How many lines in the material below contain the string "trunk"? Case matters; reply with the number alone.

====== Record set

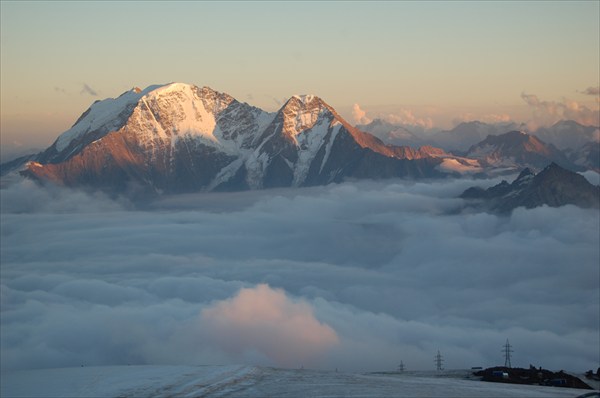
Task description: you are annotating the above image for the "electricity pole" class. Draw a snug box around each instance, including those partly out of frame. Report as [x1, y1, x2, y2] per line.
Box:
[502, 339, 514, 368]
[433, 350, 444, 371]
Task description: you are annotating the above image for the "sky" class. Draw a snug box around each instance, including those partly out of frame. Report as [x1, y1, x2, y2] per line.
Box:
[0, 175, 600, 372]
[0, 1, 600, 158]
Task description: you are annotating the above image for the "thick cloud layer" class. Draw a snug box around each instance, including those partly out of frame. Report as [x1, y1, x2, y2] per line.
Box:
[0, 180, 600, 370]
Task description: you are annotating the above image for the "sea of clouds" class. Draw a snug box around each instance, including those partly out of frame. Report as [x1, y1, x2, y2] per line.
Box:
[0, 180, 600, 371]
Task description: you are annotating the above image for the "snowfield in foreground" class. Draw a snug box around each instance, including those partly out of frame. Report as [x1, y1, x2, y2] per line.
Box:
[1, 366, 590, 398]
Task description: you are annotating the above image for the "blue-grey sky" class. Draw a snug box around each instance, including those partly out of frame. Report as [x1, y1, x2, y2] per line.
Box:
[1, 1, 600, 153]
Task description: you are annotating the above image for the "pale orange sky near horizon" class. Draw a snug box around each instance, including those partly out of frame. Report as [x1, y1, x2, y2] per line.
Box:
[0, 1, 600, 158]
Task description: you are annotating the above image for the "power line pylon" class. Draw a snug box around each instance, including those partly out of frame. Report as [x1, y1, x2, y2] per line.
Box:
[502, 339, 514, 368]
[433, 350, 444, 371]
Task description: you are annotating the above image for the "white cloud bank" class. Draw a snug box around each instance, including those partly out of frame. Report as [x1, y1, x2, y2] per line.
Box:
[0, 180, 600, 371]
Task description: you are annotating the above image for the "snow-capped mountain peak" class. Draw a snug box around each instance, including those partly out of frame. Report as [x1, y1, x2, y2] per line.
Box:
[15, 83, 450, 192]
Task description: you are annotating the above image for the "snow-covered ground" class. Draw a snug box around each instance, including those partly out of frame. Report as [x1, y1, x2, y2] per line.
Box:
[1, 366, 590, 398]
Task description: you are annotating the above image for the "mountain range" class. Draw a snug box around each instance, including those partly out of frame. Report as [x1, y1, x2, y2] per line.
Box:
[2, 83, 598, 199]
[8, 83, 450, 193]
[460, 163, 600, 213]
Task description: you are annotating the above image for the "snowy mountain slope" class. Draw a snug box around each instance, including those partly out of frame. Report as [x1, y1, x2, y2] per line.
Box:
[1, 366, 589, 398]
[16, 83, 444, 193]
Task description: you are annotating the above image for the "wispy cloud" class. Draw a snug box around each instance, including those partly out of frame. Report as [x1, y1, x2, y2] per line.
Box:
[200, 284, 338, 367]
[80, 83, 98, 97]
[521, 93, 600, 130]
[382, 109, 433, 129]
[0, 176, 600, 371]
[581, 86, 600, 95]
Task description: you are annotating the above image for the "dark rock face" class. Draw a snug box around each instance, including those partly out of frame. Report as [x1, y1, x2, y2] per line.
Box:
[466, 131, 581, 170]
[473, 366, 592, 390]
[11, 83, 444, 193]
[460, 163, 600, 213]
[568, 141, 600, 173]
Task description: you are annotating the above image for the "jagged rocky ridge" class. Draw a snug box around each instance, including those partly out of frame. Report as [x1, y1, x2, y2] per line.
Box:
[460, 163, 600, 213]
[12, 83, 444, 193]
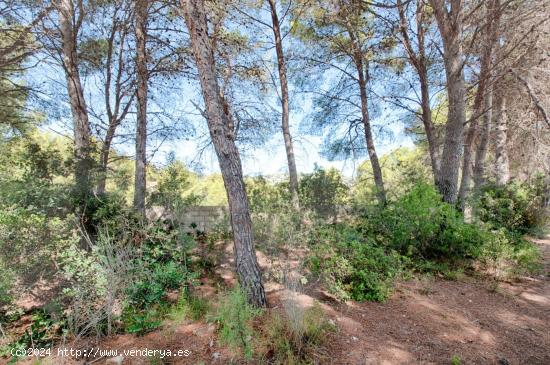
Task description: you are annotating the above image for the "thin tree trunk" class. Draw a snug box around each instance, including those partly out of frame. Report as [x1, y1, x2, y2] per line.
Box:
[459, 0, 500, 208]
[268, 0, 300, 210]
[57, 0, 92, 201]
[358, 66, 386, 205]
[495, 94, 510, 185]
[180, 0, 267, 306]
[458, 90, 485, 209]
[97, 127, 115, 195]
[396, 0, 439, 185]
[134, 0, 149, 217]
[430, 0, 466, 204]
[474, 85, 493, 191]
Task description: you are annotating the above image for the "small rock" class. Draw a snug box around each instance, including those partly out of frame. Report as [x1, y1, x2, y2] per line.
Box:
[105, 355, 124, 365]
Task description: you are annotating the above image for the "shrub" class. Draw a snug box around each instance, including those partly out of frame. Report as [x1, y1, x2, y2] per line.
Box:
[362, 184, 489, 263]
[309, 225, 404, 301]
[259, 305, 336, 364]
[123, 308, 162, 336]
[474, 180, 547, 233]
[213, 286, 261, 360]
[299, 166, 349, 217]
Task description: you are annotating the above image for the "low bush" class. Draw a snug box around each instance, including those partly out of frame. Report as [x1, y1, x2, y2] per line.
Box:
[258, 305, 336, 365]
[309, 225, 405, 301]
[122, 307, 162, 336]
[212, 286, 261, 360]
[474, 179, 548, 234]
[361, 184, 488, 264]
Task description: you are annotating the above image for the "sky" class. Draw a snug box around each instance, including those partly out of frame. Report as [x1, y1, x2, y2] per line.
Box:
[29, 1, 413, 177]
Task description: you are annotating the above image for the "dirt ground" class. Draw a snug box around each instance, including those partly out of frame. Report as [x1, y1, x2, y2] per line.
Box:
[8, 238, 550, 365]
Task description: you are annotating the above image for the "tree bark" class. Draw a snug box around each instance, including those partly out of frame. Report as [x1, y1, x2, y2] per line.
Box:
[396, 0, 439, 184]
[430, 0, 466, 204]
[57, 0, 93, 201]
[495, 94, 510, 185]
[180, 0, 267, 306]
[268, 0, 300, 210]
[346, 24, 386, 206]
[357, 62, 386, 205]
[97, 122, 116, 195]
[134, 0, 149, 217]
[459, 0, 500, 205]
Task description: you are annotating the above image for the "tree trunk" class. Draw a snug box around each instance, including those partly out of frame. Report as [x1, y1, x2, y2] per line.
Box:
[134, 0, 149, 217]
[418, 65, 439, 181]
[396, 0, 439, 185]
[474, 86, 493, 191]
[495, 94, 510, 185]
[458, 91, 485, 209]
[348, 25, 386, 206]
[180, 0, 267, 306]
[430, 0, 466, 204]
[268, 0, 300, 210]
[97, 126, 115, 195]
[57, 0, 93, 201]
[459, 0, 500, 208]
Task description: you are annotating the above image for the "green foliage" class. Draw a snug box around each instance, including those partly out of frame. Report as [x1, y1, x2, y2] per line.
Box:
[0, 310, 65, 356]
[309, 225, 405, 301]
[362, 184, 489, 262]
[299, 167, 349, 217]
[168, 290, 210, 322]
[126, 261, 196, 309]
[258, 305, 336, 365]
[353, 147, 431, 206]
[246, 176, 290, 213]
[150, 160, 201, 214]
[213, 286, 261, 360]
[474, 177, 548, 233]
[122, 308, 162, 336]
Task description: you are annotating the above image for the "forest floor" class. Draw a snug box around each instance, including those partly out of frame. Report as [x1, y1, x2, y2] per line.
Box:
[9, 237, 550, 365]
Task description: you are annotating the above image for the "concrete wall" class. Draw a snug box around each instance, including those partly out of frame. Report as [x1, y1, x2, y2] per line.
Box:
[147, 206, 229, 232]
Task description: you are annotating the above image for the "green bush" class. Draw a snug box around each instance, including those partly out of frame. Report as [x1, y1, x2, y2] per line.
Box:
[122, 308, 162, 336]
[213, 286, 261, 360]
[299, 166, 349, 217]
[257, 305, 336, 365]
[309, 225, 405, 301]
[474, 180, 547, 233]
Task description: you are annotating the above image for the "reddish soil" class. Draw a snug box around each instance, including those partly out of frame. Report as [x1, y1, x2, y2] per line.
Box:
[5, 239, 550, 365]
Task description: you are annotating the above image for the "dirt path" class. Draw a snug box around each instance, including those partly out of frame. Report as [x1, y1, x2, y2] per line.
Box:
[312, 235, 550, 365]
[10, 239, 550, 365]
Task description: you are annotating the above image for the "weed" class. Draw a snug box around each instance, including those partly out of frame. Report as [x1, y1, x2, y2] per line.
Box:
[213, 286, 261, 360]
[259, 305, 336, 364]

============

# Solved exercise:
2